:: Text shown

Memories of the past were on the agenda for the hour long annual meeting, held on the fourth floor of Samaritan Hospital.

Foundation director Dave Campbell said that the idea for the meeting came from a 2000 recognition pioneer physicians in the community.

"What was really interesting and fascinating was listening to (the doctors) talk about health care in the old days," Campbell said, recalling stories about driving women about to deliver babies in the back of a station wagon to the Ephrata hospital at about 90 to 95 miles per hour, in the days before Moses Lake had a hospital and the highway to Ephrata was "kind of a scary proposition."

Campbell said that those recollections were the stepping stone for the evening, in which they would be looking back 12 to 23 years with four different staff members at the immense changes made in health care.

Board chair Tom Frick, a member of the board for 12 years, delivered the commissioner's perspective, touching upon the building of several buildings to house physicians and how those led to the remodeling and expansion of Samaritan Hospital, allowing the hospital to be dedicated to acute care.

Chief operating officer Lynn Bales, an employee for 23 years, delivered the management perspective, recalling that at her job interview at the hospital, she was interviewed in one room, only to walk to it later and find it completely stripped clear. The administrator had been moved into a new office, as they were nearing the end of a renovation.

"He said, 'You know what? We're a moving and shaking place,'" Bales recalled. "I thought, you know what, I guess if they're a moving and shaking place, that's where I want to be."

Bales said that in her 23 years, the length of a hospital stay had shortened, and the organization, integration and level of care had improved. Today, she said, the services provided are expected to equal those available in Spokane and Wenatchee.

"I still think we're a moving and shaking place," she said.

Dr. Dennis Kearns, chief of staff, a 17-year member of the medical staff, offered his perspective, recalling growing up in the Columbia Basin area, past co-workers, staff members and administrators and marveling at the changes made in the technology available.

Those changes include the offering of caesarean sections beginning in the summer, he said.

Karen Wagner, a 20-year board member, opened by telling the audience of her grandfather's cataract surgery 44 years ago.

"We were told that Grandpa had to lay very very still, we were told he would probably have sandbags around his head, and we were told that he would probably be in the hospital about a week," she remembered. "Three years ago, my dad had cataract surgery. I brought him in the hospital, and in six hours we were on our way home. Admittedly, the surgery slowed him down a little bit, but he was 86 years old then, and I guess that slowdown was to be expected. So much has changed."

A constant at Samaritan Healthcare has been the professional, nurturing and careful care, Wagner said. Foundation programs include HUGS, providing co-pay for indigent discharge persons, mammography support and the scholarship program for Samaritan staff.

"Will we ever be done?" she asked. "I hope not, and I don't think so."

Business development director Scott Campbell then addressed the future. He said that in order to continue the journey to excellence, they formed a strategic plan for the organization that utilizes the assets already in place, focuses on the core services and continues to grow the things that are done well.

The reworked vision statement out of that strategic plan, he said, is to be the best rural hospital district in America, and is symbolized by the five pillars in the lobby of the hospital, representing best employees, best service, best quality, financial success and growth.

Guest speaker Terry Brewer, executive director of the Grant County Economic Development Council, spoke of the importance of having a good health care system when it comes to recruiting new projects to Moses Lake.

The meeting concluded with a special announcement from commissioner and Foundation Board chair Mike Bolander of a bequest of $100,000 from the estate of Marianne Allison, half of which would go to a new state of the art CT scanner and the other half to go towards the cost of a new endoscopy suite.

::::

To do:
a. From the hospital meeting article, copy the passage that begins at the words "A constant at" and stops after "are done well.".
b. Answer these questions using the hospital meeting article.
(i) Where was the annual meeting held?
(ii) How many years has Lynn Bales been an employee?
(iii) How much was the bequest from the estate of Marianne Allison?

:: Record excerpts

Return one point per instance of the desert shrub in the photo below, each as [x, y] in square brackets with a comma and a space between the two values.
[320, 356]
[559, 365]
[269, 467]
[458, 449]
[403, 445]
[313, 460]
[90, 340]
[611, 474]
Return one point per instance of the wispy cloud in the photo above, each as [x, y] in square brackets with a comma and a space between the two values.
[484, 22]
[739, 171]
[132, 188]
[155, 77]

::::
:: Record excerpts

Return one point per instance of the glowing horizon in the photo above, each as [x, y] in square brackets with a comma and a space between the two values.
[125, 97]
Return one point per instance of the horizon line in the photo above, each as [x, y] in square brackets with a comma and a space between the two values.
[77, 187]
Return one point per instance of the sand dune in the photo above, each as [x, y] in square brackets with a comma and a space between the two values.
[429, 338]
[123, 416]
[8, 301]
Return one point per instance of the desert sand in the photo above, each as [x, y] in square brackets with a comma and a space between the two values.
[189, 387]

::::
:: Record excerpts

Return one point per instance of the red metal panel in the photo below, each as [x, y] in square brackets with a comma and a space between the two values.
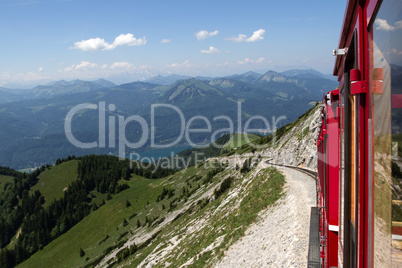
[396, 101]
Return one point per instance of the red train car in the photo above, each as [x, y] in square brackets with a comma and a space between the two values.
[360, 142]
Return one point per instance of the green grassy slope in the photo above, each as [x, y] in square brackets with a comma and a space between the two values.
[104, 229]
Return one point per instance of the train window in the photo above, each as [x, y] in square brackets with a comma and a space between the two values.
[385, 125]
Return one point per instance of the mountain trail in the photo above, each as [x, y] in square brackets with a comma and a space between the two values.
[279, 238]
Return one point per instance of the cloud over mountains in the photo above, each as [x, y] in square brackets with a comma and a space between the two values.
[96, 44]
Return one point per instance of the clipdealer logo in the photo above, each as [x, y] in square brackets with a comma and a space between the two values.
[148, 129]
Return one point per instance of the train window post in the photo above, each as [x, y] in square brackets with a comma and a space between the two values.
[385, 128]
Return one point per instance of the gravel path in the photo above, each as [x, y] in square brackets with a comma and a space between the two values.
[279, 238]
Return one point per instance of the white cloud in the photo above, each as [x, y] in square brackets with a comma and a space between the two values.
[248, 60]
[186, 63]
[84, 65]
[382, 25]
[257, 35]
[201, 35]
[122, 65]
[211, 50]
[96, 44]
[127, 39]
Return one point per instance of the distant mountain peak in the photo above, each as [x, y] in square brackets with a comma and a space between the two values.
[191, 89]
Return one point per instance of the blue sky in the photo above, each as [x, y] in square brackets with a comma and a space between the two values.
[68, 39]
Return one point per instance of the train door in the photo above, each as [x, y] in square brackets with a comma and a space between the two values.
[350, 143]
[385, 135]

::::

Responses in order:
a.
A constant at Samaritan Healthcare has been the professional, nurturing and careful care, Wagner said. Foundation programs include HUGS, providing co-pay for indigent discharge persons, mammography support and the scholarship program for Samaritan staff.

"Will we ever be done?" she asked. "I hope not, and I don't think so."

Business development director Scott Campbell then addressed the future. He said that in order to continue the journey to excellence, they formed a strategic plan for the organization that utilizes the assets already in place, focuses on the core services and continues to grow the things that are done well.

b.
(i) On the fourth floor of Samaritan Hospital.
(ii) 23 years.
(iii) $100,000.